- Set task A: Render the lines of the listing below as a JSON list of strings, one string per line and no blank lines. Start with the line containing "of the rocky" and go through the last line of the listing.

- Document section:
○ ○ ○

Rearranging the above into the standard $Ax=b$ form, one gets, $$ \begin{bmatrix} I & -\sideset{^b}{_s}{R} \begin{bmatrix} \sideset{^s}{}{w} \end{bmatrix}_{\times} \end{bmatrix} \begin{bmatrix} \sideset{^b}{}{m} \\ \sideset{^b}{}{r} \end{bmatrix} = \sideset{^b}{}{M} $$ or with simplified notations, $$ \mathcal{A}^{W} \begin{bmatrix} m \\ r \end{bmatrix} = M $$

To compute the optimal $m$ and $r$, it is simply $$ \begin{bmatrix} \mathcal{A}^W_1 \\ \vdots \\ \mathcal{A}^W_n \end{bmatrix} \begin{bmatrix} m \\ r \end{bmatrix} \backsimeq \begin{bmatrix} M_1 \\ \vdots \\ M_n \end{bmatrix} \label{eq:moment-sample} $$ with the least square solution $$ \begin{bmatrix} m \\ r \end{bmatrix} = \begin{bmatrix} \mathcal{A}^W_1 \\ \vdots \\ \mathcal{A}^W_n \end{bmatrix}^{\text{LS}} \begin{bmatrix} M_1 \\ \vdots \\ M_n \end{bmatrix} $$

Tool Inertia Tensor

For the tool inertia tensor $\sideset{^b}{}{J}$ in the sensor body frame $\{b\}$, an angular acceleration vector $\sideset{^b}{}{\alpha}$ in the sensor body frame $\{b\}$, and the actual torque causing tool rotation $\sideset{^b}{}{\tau}$ in the sensor body frame $\{b\}$, the following equation holds. $$ \sideset{^b}{}{J} \sideset{^b}{}{\alpha} = \sideset{^b}{}{\tau} \label{eq:inertia-tensor} $$ Expanding the above, one gets, $$ \begin{bmatrix} \sideset{^b}{_{11}}{J} & \sideset{^b}{_{12}}{J} & \sideset{^b}{_{13}}{J} \\ \sideset{^b}{_{21}}{J} & \sideset{^b}{_{22}}{J} & \sideset{^b}{_{23}}{J} \\ \sideset{^b}{_{31}}{J} & \sideset{^b}{_{32}}{J} & \sideset{^b}{_{33}}{J} \end{bmatrix} \begin{bmatrix} \sideset{^b}{_x}{\alpha} \\ \sideset{^b}{_y}{\alpha} \\ \sideset{^b}{_z}{\alpha} \end{bmatrix} = \begin{bmatrix} \sideset{^b}{_x}{\tau} \\ \sideset{^b}{_y}{\tau} \\ \sideset{^b}{_z}{\tau} \end{bmatrix} $$ where $$ \sideset{^b}{}{\tau} = \sideset{^b}{}{M} - \sideset{^b}{}{m} $$ and $\sideset{^b}{}{J}$ is symmetric positive definite. Note that in the above, the excitation signal angular acceleration $\sideset{^b}{}{\alpha}$ is designed and known, the tool inertia tensor $\sideset{^b}{}{J}$ is unknown and to be estimated.

○ ○ ○

- Set task B: In the inertia tensor excerpt, what two properties does the tool inertia tensor have?

○ ○ ○

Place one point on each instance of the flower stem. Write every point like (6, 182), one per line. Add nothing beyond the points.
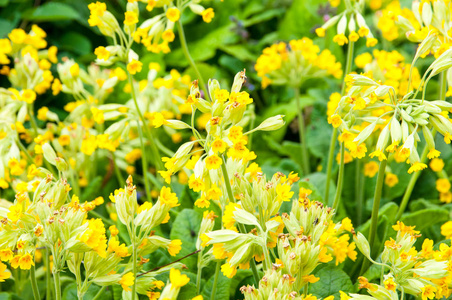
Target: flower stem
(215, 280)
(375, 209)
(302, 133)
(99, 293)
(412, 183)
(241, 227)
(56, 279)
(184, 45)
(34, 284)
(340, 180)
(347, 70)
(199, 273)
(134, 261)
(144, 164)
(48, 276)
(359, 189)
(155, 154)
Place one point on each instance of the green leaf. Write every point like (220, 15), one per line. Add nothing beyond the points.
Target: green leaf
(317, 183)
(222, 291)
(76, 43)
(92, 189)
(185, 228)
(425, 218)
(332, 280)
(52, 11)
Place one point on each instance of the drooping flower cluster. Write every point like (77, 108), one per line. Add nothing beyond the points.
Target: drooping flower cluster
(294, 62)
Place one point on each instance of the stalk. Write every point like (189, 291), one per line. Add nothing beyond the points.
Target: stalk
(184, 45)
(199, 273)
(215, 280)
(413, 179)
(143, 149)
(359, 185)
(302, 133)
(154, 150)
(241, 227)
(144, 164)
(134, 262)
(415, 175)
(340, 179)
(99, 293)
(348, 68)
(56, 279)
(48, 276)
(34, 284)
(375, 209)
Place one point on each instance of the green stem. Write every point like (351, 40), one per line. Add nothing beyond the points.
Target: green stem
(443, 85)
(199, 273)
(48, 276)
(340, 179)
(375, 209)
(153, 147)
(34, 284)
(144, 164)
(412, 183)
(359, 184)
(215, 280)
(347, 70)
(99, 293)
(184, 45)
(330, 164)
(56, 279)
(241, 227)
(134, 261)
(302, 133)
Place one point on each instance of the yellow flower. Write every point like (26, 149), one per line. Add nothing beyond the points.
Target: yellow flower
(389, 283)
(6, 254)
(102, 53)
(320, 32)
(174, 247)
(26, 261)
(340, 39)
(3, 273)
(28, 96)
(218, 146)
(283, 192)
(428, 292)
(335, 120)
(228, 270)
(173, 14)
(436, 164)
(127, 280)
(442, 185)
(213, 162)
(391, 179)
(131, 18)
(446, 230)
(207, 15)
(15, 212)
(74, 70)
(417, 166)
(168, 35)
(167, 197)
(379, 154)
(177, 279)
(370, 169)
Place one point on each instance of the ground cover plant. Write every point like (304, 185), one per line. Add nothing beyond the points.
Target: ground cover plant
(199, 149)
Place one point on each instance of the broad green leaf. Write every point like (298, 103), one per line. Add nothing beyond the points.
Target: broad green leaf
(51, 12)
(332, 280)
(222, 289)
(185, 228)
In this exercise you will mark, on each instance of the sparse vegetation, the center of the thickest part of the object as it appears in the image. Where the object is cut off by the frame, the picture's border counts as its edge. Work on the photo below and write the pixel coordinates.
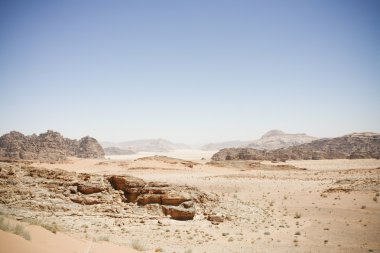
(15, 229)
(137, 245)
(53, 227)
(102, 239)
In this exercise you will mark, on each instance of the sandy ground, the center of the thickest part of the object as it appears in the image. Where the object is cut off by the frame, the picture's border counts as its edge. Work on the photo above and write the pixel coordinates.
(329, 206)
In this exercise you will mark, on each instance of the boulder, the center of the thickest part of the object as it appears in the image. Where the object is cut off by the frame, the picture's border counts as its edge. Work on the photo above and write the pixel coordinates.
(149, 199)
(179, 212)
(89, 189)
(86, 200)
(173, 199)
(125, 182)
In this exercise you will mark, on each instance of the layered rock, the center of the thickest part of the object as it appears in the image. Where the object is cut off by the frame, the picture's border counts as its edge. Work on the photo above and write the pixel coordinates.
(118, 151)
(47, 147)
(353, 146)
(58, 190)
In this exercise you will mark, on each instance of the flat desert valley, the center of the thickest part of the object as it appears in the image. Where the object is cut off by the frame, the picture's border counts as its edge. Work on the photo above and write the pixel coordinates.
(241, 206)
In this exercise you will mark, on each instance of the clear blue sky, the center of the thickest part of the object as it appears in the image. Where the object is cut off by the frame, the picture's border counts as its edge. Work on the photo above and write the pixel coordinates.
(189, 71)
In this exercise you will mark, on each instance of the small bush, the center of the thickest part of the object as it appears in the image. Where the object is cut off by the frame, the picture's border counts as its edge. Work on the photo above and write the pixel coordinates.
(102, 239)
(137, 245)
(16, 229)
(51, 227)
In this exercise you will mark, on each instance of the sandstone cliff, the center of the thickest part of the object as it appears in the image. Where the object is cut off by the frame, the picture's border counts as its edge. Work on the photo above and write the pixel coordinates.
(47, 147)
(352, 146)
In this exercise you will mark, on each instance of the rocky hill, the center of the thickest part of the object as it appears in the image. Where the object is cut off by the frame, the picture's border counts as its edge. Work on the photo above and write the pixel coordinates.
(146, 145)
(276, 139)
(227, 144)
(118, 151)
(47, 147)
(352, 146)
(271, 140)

○ ○ ○

- Written answer A:
[
  "In this exercise you will mark, on each instance of the rocky hill, the center of the thickest part of the object as it appears in the image. Where the object is cut off by the frame, the picture's border counts as its edge. Work on the photo above and write the pixel coordinates.",
  "(146, 145)",
  "(276, 139)",
  "(227, 144)",
  "(118, 151)",
  "(47, 147)",
  "(352, 146)",
  "(271, 140)"
]

- Written answer B: It is symmetric positive definite.